* START Stored data *
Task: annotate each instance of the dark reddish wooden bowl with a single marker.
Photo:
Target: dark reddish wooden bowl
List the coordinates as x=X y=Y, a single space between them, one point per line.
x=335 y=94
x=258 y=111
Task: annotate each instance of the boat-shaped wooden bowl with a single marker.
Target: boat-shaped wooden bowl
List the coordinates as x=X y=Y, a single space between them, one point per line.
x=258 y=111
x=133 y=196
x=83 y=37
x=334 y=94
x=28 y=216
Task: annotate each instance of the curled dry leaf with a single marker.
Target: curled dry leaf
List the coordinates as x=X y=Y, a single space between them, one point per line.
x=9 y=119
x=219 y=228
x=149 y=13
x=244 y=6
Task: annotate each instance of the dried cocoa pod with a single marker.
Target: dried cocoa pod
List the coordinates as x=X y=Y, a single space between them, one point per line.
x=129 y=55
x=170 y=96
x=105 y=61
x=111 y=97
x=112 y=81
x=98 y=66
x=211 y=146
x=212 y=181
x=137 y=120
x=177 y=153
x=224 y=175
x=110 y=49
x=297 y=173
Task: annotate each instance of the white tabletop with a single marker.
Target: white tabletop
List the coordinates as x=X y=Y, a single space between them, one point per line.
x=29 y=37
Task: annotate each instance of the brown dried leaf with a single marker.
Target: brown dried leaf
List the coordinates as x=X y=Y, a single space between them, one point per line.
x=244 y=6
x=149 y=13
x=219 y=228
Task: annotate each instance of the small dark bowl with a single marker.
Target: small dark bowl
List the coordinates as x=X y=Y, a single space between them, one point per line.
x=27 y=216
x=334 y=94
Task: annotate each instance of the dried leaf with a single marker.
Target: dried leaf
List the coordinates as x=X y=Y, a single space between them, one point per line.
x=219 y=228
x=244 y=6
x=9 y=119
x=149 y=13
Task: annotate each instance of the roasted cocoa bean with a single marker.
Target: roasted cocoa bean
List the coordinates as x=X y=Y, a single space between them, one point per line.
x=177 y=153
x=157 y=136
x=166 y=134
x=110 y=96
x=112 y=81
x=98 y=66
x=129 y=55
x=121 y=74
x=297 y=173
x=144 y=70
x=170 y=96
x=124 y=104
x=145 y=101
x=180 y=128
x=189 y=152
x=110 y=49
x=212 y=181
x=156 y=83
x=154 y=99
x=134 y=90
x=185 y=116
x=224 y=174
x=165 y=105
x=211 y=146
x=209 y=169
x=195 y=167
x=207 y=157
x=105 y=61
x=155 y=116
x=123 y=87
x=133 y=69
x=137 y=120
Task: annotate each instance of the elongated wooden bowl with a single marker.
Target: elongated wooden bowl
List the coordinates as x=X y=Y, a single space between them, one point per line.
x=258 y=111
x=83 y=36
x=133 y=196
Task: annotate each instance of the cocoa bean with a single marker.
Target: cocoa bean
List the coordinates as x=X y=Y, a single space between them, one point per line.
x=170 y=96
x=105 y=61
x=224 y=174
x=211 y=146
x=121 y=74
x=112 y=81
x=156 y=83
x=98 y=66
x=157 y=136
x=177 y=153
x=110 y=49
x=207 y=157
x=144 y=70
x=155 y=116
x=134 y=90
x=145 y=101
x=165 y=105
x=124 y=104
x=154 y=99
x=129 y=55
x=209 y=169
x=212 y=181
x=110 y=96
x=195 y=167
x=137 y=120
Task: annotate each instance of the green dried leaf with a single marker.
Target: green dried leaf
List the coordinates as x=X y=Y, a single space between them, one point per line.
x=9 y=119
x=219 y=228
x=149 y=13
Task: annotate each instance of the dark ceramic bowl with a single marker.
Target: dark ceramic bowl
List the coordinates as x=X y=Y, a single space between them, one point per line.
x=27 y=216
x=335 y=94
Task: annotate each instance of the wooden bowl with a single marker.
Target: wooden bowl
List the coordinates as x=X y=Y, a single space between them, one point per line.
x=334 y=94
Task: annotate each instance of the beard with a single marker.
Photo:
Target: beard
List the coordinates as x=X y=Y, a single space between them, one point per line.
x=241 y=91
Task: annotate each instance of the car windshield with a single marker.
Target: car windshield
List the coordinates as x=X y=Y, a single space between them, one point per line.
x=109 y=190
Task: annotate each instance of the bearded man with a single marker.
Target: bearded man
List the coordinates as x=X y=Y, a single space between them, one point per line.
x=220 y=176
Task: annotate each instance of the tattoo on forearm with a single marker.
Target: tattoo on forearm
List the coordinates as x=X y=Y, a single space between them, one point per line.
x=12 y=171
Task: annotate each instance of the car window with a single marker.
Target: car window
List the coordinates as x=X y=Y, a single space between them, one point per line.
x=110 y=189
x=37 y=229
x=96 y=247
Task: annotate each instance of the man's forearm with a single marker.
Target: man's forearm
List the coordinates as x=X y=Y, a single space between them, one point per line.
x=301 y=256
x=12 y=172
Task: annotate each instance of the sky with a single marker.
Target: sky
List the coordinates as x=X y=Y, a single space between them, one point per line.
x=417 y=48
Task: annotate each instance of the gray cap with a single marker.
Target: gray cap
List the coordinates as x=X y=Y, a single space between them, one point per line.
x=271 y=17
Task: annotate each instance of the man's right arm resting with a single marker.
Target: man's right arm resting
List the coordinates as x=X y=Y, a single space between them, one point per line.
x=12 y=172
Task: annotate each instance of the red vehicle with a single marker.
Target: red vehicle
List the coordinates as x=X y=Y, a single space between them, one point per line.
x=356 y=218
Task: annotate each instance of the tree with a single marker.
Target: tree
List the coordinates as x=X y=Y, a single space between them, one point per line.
* END Stored data *
Stated exercise: From the preceding material, extract every line exactly.

Completed exercise:
Task: annotate each instance of the dark reddish wooden bowl with a single marker.
Photo:
Target: dark reddish wooden bowl
List the coordinates as x=X y=Y, a single space between them, one point per line.
x=335 y=94
x=258 y=111
Task: annotate each instance of the boat-shaped wooden bowl with a single marker.
Target: boat-shaped wooden bowl
List the coordinates as x=X y=Y, a single space between them, one point per line.
x=258 y=111
x=133 y=196
x=83 y=37
x=334 y=94
x=28 y=216
Task: annotate each instance of the curled dry leaf with a single marker.
Target: curled dry leaf
List the coordinates as x=X y=Y, a single space between them, one point per line.
x=9 y=119
x=219 y=228
x=149 y=13
x=244 y=6
Task: annotate each instance of the dried cocoa pod with a single marker.
Target: dried cocoa pod
List the coordinates as x=X y=Y, a single space between them, one point per line.
x=129 y=55
x=170 y=96
x=105 y=61
x=111 y=97
x=112 y=81
x=98 y=66
x=211 y=146
x=212 y=181
x=137 y=120
x=177 y=153
x=224 y=175
x=110 y=49
x=297 y=173
Task: annotate each instance of the white tabletop with a single marker.
Target: white tabletop
List the coordinates as x=X y=Y, a single space between them, one point per line.
x=29 y=37
Task: annotate each instance of the brown dried leaf with a single marker.
Target: brown dried leaf
List the coordinates as x=X y=Y, a single space between them, one point per line.
x=244 y=6
x=149 y=13
x=219 y=228
Task: annotate each instance of the small dark bowl with a single marker.
Target: small dark bowl
List the coordinates as x=X y=Y, a single space between them, one point per line.
x=27 y=216
x=334 y=94
Task: annotate each instance of the dried leaf with a single marker.
Target: dried leaf
List the coordinates as x=X y=Y, a single space between them, one point per line.
x=219 y=228
x=244 y=6
x=9 y=119
x=149 y=13
Task: annotate each instance of the roasted cocoa bean with a single marker.
Target: roasted cocoa bean
List the coordinates as x=X y=Y, a single space between them, one point per line.
x=177 y=153
x=157 y=136
x=166 y=134
x=110 y=96
x=112 y=81
x=98 y=66
x=129 y=55
x=121 y=74
x=297 y=173
x=144 y=70
x=170 y=96
x=124 y=104
x=145 y=101
x=180 y=128
x=189 y=152
x=110 y=49
x=212 y=181
x=156 y=83
x=154 y=99
x=134 y=90
x=185 y=116
x=224 y=174
x=165 y=105
x=211 y=146
x=209 y=169
x=195 y=167
x=207 y=157
x=105 y=61
x=155 y=116
x=123 y=87
x=133 y=69
x=137 y=120
Task: annotate each instance of the elongated wooden bowl with a single marker.
Target: elongated wooden bowl
List the coordinates as x=X y=Y, a single space between them, one point per line.
x=258 y=111
x=83 y=36
x=133 y=196
Task: annotate each instance of the cocoa bean with a single marker.
Target: cocoa bean
List the coordinates as x=X y=Y, a single space between them, one point per line.
x=170 y=96
x=105 y=61
x=224 y=174
x=211 y=146
x=121 y=74
x=112 y=81
x=156 y=83
x=98 y=66
x=157 y=136
x=177 y=153
x=110 y=49
x=207 y=157
x=144 y=70
x=155 y=116
x=134 y=90
x=145 y=101
x=165 y=105
x=124 y=104
x=154 y=99
x=129 y=55
x=209 y=169
x=212 y=181
x=110 y=96
x=195 y=167
x=137 y=120
Task: annotate each instance of the green dried leaf with a single marker.
Target: green dried leaf
List the coordinates as x=X y=Y, a single space between them, one point per line.
x=9 y=119
x=219 y=228
x=149 y=13
Task: annotate each instance of the dark ceramic bowl with a single marker.
Target: dark ceramic bowl
List the coordinates as x=X y=Y, a single space between them, one point per line.
x=27 y=216
x=335 y=94
Task: annotate each instance of the wooden bowl with a single marker.
Target: wooden bowl
List the coordinates as x=X y=Y, a single space between them, one point per line.
x=334 y=94
Task: annotate each instance of the beard with a single marker.
Photo:
Target: beard
List the coordinates as x=X y=Y, a single space between them, one point per line.
x=241 y=91
Task: annotate each instance of the car windshield with a single marker.
Target: car windshield
List the coordinates as x=X y=Y, a single space between them, one point per line.
x=109 y=190
Task: annotate each instance of the bearded man with a single marker.
Target: bearded man
List the coordinates as x=X y=Y, a single space between them, one point per line.
x=220 y=176
Task: annotate each instance of the tattoo on forearm with a single marker.
Target: tattoo on forearm
List the coordinates as x=X y=Y, a single space between them, one point per line.
x=12 y=171
Task: annotate each instance of the car window with a single marker.
Target: car window
List the coordinates as x=X y=Y, a single space between them, one point per line.
x=110 y=189
x=37 y=229
x=96 y=247
Task: annotate each instance of the man's forearm with a single marker.
Target: man's forearm
List the coordinates as x=X y=Y, a single space between them, one point per line.
x=301 y=256
x=12 y=172
Task: annotate each instance of the sky with a single marker.
Target: sky
List the coordinates as x=X y=Y, a single space between them, one point per line.
x=417 y=48
Task: annotate each instance of the gray cap with a single marker.
Target: gray cap
List the coordinates as x=X y=Y, a single space between them, one point per line.
x=271 y=17
Task: annotate each instance of the man's right arm resting with a single marker.
Target: man's right arm resting
List the coordinates as x=X y=Y, a single space between them, one point per line.
x=12 y=172
Task: annotate each instance of the red vehicle with a single marker.
Target: red vehicle
List the coordinates as x=X y=Y, a single space between them, one point per line.
x=356 y=218
Task: annotate each instance of the tree with a single marker.
Target: tree
List the coordinates as x=X y=Y, a single space between them, one point per line.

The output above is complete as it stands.